> EXERCISE TASK
Transcribe the full listing below exactly.

> SUPPLIED ENTRIES

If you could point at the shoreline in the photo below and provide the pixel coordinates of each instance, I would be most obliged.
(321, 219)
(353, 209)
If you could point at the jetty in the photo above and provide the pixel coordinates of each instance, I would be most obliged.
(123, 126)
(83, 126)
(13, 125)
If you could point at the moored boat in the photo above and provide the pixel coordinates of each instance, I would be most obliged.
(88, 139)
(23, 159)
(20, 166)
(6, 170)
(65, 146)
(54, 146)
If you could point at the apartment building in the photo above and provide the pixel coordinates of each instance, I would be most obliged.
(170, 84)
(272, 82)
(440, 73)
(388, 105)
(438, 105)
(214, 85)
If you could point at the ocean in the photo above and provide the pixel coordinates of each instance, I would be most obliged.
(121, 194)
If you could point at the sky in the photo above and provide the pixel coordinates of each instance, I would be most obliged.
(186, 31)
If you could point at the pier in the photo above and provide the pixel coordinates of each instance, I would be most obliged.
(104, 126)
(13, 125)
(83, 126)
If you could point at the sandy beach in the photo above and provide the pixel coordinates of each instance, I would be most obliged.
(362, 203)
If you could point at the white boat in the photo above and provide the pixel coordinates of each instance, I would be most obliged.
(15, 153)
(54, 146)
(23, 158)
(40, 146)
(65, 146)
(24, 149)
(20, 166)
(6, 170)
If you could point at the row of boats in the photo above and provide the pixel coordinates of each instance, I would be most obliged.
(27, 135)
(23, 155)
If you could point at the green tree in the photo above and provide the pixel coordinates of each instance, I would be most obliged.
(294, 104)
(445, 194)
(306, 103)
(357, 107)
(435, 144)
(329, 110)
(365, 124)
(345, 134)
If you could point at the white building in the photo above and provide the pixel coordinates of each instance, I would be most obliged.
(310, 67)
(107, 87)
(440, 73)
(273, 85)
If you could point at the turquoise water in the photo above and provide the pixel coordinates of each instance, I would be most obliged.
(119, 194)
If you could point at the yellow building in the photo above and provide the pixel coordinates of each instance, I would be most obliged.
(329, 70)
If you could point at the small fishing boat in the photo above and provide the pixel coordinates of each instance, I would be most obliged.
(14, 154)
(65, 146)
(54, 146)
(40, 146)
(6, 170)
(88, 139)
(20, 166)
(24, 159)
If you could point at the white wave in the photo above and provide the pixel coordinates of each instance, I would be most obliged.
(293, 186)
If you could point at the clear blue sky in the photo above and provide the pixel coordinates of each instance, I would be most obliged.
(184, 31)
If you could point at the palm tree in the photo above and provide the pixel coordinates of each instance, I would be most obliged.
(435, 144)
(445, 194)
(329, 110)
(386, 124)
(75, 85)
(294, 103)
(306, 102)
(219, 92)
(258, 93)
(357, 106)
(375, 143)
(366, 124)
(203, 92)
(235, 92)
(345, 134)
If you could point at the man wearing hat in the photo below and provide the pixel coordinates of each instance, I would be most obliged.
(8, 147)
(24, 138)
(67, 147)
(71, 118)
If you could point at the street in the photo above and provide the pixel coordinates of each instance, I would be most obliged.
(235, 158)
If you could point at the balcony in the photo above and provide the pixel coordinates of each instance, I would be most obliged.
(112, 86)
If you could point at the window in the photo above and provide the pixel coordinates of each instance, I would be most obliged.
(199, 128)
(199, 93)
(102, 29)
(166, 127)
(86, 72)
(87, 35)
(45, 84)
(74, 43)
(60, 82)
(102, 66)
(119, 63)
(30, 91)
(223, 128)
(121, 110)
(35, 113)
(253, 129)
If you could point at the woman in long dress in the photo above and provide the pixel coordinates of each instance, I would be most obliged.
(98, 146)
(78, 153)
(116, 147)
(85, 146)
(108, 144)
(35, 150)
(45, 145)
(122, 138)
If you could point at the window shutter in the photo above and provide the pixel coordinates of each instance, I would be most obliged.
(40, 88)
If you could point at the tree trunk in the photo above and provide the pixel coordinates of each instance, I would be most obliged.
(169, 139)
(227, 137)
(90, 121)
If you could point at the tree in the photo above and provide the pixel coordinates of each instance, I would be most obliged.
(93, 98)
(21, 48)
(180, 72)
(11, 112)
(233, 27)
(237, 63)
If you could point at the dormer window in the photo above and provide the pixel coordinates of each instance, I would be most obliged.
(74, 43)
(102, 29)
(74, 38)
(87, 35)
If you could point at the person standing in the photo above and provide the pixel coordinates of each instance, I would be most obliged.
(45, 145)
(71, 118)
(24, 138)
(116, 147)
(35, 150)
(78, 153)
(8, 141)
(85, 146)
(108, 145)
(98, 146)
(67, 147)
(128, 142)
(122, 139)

> RESULT OF THIS EXERCISE
If you could point at the shoreline in the photo below and provide the pixel coordinates of each instance, I would be most obliged.
(321, 219)
(353, 209)
If you could point at the jetty in the photo above and provide the pixel coordinates of each instance, I would be most obliged.
(123, 126)
(83, 126)
(13, 125)
If you could point at the moored boat in the photo above and provide the pixel coordinates of each instance, I would be most obliged.
(88, 139)
(23, 159)
(20, 166)
(6, 170)
(65, 146)
(54, 146)
If you could point at the apartment building in the photo above and provide the pixel coordinates of each instance, I would be most obliged.
(170, 84)
(272, 82)
(440, 73)
(388, 105)
(438, 105)
(214, 85)
If you could point at the ocean in the photo above and provide the pixel coordinates of each instance, I would be most obliged.
(121, 194)
If you could point at the sky in the photo above and provide the pixel coordinates of each instance, I would be most obliged.
(186, 31)
If you could point at the pier in the photo above and provide the pixel coordinates of each instance, I would be most obliged.
(104, 126)
(13, 125)
(83, 126)
If you could point at the sandy beach in the photo above and provide the pixel coordinates of each instance, I would be most obliged.
(362, 203)
If you could point at the white boat in the photo above and provide the pixel coordinates of each instance, I would be most obliged.
(15, 153)
(54, 146)
(23, 158)
(40, 146)
(65, 146)
(24, 149)
(20, 166)
(6, 170)
If you could point at the row of boats in the photo above and provide the pixel coordinates of each instance, I would be most obliged.
(27, 135)
(23, 155)
If you could point at the green tree in the photo above and provide the pixel coordinates of each instance, I would be most obliged.
(294, 104)
(445, 194)
(306, 103)
(357, 107)
(435, 144)
(329, 110)
(365, 124)
(345, 134)
If you could point at the white building in the photo above and provide the pixel coordinates of each instance, I would be most obliged.
(310, 67)
(107, 87)
(440, 73)
(273, 85)
If you could point at the turquoise water in the photo above and provide the pixel coordinates of each instance, I would be most obliged.
(119, 194)
If you could point at the yellow building in the photo above and provide the pixel coordinates of each instance, I would be most obliged.
(329, 70)
If you could point at the small fishing boat in the photo above and provide the pixel coordinates of each instance, I would be most obliged.
(14, 154)
(65, 146)
(54, 146)
(40, 146)
(6, 170)
(88, 139)
(20, 166)
(24, 159)
If you could point at the white wave in the photo above and provide the pixel coordinates of each instance, I would be most obliged.
(293, 186)
If you could point at the clear blue sky in the photo above and provide the pixel coordinates of each instance, I would be most obliged.
(184, 31)
If you could point at the palm tree in the photo above and provide the pixel coordinates of each instance, I would be most obliged.
(435, 144)
(445, 194)
(329, 110)
(386, 124)
(75, 85)
(294, 103)
(306, 102)
(219, 92)
(258, 93)
(357, 106)
(375, 143)
(366, 124)
(203, 92)
(235, 92)
(345, 134)
If you could point at the man wearing hat in the photo below and provide the pixel coordinates of each instance, I would be most obliged.
(8, 147)
(24, 138)
(67, 147)
(71, 118)
If you could point at the street in the photo above and provide the pixel coordinates of each instance, I would be most obliged.
(235, 158)
If you could point at the balcony in the photo above and provide the pixel coordinates of each instance, I would be most obliged.
(112, 86)
If you could point at the window in the photo above and provide the pixel coordinates of each instance, I would be most obliged.
(199, 128)
(199, 93)
(102, 29)
(166, 127)
(86, 72)
(87, 35)
(45, 84)
(74, 43)
(60, 82)
(102, 66)
(119, 63)
(30, 91)
(223, 128)
(121, 110)
(35, 113)
(253, 129)
If you could point at the woman in long dress in the photo above and provide the pixel coordinates of each instance, I would be most obliged.
(98, 146)
(78, 153)
(116, 147)
(85, 146)
(108, 144)
(35, 150)
(45, 145)
(122, 138)
If you could point at the window shutter in the photo above and provide the pixel coordinates of each instance, I would be most obliged.
(40, 88)
If you could point at the tree trunk in the photo above and provide the pixel coordinates of each instance, I would be most obliged.
(169, 139)
(227, 137)
(90, 121)
If you could point at the tree in the photo above and provide the pixel coordinates of each instance, I would be most obliged.
(93, 98)
(21, 48)
(180, 72)
(11, 112)
(233, 27)
(237, 63)
If you could point at the dormer window in the photo above and provide the pixel coordinates of each instance, I would be most obliged.
(74, 43)
(102, 29)
(74, 38)
(87, 35)
If you could point at the person standing in the photo above and provide the pixel coordinates of each instance, I would be most obliged.
(45, 145)
(71, 118)
(24, 138)
(116, 147)
(35, 150)
(78, 153)
(8, 141)
(85, 146)
(108, 145)
(98, 146)
(67, 147)
(128, 142)
(122, 139)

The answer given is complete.